--- begin SUPPLIED TEXT ---

Monday, June 28, 2010

I HEART ROSSMORE.

darlings, please check out the ultra-rad write up that Refinery 29 did on my girl Suzy LeQ and her amazing jewelry line, Rossmore.

love, love, love!

Wednesday, June 02, 2010

last published on August 6, 2009

ever since i can remember, interests have flown in and out, and back in and out of my life. much like the water cycle, after evaporation and condensation run their course, it's inevitably going to rain again. for example, when i was in third grade, i was really into horses - so much so that everyday at recess and lunch Kimmie McAllister and i would prance around on all fours and pretend that we actually were horses. then all of a sudden, one day after finishing my peanut butter and honey sandwich i decided i wanted to walk upright again, and alas, was no longer a horse. years later, i rekindled my love for the hoofed mammals, but seeing as i was older and wiser at this point, chose to ride one instead of be one. i was convinced that my calling in life was to be part of the equestrian community. every chance i could, i went riding - shit, i even went to horse camp (for lack of a better term) that summer. and then once school started again in the fall, horses were quickly replaced by other things like YM magazine, friendship bracelets, and boys.

--- end SUPPLIED TEXT ---

**PROBLEMS AND TASKS**:
1 - Rewrite the paragraph of the blog post beginning "ever since i can remember" in a shorter form that keeps its main facts.
2 - From the blog post, extract the part that opens with the words containing "Monday, June 28, 2010" and closes with "jewelry line, Rossmore.".
The listing plays no part in this work.

--- begin RECORDS ---

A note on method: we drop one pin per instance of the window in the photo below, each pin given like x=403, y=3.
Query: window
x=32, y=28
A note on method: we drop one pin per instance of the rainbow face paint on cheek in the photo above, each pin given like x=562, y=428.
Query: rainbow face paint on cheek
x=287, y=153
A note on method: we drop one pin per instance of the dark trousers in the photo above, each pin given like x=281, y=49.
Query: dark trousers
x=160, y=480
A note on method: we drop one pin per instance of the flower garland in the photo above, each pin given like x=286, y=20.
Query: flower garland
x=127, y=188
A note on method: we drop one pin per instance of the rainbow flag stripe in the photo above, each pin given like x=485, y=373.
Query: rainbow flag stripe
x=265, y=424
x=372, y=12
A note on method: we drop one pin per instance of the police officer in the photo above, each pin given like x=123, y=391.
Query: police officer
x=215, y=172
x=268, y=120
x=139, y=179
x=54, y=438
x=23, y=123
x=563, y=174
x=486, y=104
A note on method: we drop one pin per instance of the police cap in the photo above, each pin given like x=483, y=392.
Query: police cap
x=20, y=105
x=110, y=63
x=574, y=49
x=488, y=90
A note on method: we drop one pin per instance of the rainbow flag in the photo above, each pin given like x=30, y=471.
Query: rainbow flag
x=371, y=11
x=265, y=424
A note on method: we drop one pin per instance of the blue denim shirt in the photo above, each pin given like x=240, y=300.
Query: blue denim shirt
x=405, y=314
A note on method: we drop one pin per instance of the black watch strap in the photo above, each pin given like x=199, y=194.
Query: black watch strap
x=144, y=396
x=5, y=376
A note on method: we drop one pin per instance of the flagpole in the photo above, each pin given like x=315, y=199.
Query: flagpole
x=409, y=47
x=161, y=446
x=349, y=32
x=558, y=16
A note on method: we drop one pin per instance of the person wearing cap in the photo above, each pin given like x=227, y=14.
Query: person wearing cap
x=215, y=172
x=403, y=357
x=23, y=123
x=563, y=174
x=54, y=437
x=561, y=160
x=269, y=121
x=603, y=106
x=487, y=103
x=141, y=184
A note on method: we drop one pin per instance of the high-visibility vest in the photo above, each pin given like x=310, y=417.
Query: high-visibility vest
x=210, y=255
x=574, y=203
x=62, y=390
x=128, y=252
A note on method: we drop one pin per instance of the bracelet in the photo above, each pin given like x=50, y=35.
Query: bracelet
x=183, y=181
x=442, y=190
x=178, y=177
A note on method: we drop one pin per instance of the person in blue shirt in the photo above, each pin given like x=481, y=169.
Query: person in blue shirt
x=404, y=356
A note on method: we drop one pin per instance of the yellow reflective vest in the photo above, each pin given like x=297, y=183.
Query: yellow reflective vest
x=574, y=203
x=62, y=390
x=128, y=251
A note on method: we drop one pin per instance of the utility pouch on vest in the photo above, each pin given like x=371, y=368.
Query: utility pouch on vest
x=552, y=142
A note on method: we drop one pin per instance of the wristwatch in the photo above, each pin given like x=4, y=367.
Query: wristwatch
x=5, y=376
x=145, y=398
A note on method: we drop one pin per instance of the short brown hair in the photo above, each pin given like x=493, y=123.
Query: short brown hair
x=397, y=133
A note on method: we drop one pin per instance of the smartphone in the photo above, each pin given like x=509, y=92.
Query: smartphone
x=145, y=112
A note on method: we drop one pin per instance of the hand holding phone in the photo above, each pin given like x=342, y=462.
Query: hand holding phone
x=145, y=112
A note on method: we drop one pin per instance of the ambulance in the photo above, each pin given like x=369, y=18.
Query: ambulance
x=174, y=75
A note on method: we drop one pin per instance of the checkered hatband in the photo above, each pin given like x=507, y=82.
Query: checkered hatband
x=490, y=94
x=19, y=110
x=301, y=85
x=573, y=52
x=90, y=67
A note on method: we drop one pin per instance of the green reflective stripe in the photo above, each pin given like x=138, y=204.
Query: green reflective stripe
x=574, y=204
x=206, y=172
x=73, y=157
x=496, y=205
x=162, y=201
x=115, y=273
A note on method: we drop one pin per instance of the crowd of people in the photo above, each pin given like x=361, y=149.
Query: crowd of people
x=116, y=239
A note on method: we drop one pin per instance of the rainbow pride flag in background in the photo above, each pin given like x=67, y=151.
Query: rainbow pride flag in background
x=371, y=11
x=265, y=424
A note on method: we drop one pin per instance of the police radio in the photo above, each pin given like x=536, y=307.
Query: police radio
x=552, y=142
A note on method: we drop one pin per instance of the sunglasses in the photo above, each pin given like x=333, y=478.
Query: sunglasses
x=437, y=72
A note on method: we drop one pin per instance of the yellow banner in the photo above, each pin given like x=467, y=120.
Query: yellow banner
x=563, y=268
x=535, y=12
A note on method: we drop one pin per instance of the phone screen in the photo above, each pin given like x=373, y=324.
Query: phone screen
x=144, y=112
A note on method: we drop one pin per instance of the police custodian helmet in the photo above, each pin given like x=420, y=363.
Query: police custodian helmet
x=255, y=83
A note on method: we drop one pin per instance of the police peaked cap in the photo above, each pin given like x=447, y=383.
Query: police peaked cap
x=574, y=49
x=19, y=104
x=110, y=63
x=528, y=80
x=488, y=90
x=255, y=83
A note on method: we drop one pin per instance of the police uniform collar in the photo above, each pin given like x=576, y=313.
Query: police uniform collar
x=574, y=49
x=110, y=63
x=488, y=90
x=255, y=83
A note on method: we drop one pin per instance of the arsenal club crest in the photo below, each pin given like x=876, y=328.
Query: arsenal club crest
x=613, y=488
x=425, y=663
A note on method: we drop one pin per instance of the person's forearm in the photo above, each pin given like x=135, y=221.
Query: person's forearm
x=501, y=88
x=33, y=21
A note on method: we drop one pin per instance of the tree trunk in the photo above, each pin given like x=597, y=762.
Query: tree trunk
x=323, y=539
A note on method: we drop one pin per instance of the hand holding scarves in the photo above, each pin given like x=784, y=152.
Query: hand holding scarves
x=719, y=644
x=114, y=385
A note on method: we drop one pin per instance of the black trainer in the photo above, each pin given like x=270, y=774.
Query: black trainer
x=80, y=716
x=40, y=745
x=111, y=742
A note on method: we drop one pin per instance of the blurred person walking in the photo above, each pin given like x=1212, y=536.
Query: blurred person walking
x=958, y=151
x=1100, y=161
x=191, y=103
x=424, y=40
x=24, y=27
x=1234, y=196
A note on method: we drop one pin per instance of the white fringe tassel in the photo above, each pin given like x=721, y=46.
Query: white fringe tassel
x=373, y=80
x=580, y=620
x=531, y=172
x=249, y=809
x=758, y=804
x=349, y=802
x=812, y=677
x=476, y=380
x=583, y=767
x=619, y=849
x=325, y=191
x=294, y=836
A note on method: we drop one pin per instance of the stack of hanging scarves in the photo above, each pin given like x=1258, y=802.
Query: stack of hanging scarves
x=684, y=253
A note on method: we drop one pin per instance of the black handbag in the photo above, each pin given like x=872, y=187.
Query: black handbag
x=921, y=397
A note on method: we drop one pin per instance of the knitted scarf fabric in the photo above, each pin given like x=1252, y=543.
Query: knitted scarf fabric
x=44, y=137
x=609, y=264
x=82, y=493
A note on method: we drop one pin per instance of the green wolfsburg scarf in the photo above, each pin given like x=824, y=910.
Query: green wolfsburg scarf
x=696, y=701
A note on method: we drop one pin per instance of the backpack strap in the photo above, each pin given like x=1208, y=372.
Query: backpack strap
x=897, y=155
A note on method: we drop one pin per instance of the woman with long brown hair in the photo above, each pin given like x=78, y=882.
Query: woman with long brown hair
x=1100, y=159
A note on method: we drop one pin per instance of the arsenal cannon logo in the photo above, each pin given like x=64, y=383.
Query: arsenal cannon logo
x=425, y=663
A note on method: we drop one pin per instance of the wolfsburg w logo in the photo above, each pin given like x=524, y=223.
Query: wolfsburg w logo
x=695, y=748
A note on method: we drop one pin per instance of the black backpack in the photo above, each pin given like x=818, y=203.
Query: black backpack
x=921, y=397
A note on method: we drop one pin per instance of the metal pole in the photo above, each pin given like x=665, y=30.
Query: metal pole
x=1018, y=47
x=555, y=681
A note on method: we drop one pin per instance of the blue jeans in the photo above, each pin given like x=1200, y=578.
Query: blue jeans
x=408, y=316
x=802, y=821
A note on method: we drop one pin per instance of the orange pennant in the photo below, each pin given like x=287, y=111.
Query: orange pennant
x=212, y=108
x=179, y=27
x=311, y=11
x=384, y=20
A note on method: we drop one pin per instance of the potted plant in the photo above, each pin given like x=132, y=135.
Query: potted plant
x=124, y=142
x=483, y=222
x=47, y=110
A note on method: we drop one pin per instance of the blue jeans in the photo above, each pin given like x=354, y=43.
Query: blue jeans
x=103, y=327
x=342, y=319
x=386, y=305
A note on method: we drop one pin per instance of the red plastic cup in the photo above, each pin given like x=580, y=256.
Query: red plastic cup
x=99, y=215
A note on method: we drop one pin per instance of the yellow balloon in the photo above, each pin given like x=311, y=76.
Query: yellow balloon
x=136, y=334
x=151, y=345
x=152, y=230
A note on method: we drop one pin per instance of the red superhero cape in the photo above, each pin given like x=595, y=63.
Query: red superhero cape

--- end RECORDS ---

**THE SOLUTIONS**:
1 - The writer's interests have always come and gone and returned, like rain in the water cycle. In third grade, the writer was so into horses that at recess and lunch the writer and Kimmie McAllister pranced around on all fours pretending to be horses, until one day, after a peanut butter and honey sandwich, the writer decided to walk upright again. Years later the love of horses returned, this time as riding them. Convinced of a calling in the equestrian world, the writer rode at every chance and even went to horse camp that summer. Once school started in the fall, horses gave way to YM magazine, friendship bracelets, and boys.

2 -
Monday, June 28, 2010

I HEART ROSSMORE.

darlings, please check out the ultra-rad write up that Refinery 29 did on my girl Suzy LeQ and her amazing jewelry line, Rossmore.